• Extracted records:

_ _ _ _ _

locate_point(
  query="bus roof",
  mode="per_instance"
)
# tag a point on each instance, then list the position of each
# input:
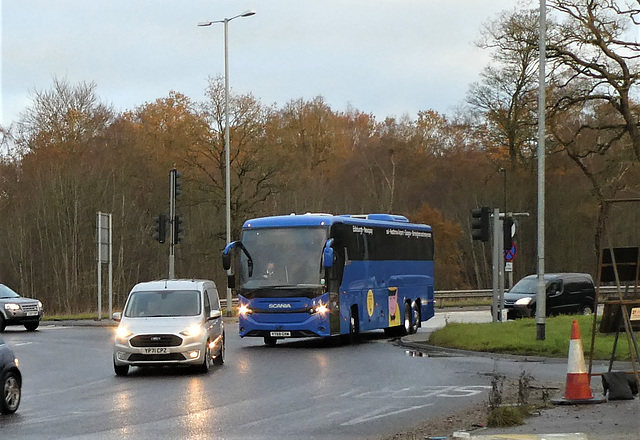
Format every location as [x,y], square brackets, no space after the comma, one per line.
[309,219]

_ _ _ _ _

Print all entries exactly, without images.

• Result for this task:
locate_point(
  query="bus roof",
  mode="per_instance"
)
# tag a point on each instance, then list the position of each
# input:
Format every location as [x,y], square brackets, no space after the comma, one per line.
[309,219]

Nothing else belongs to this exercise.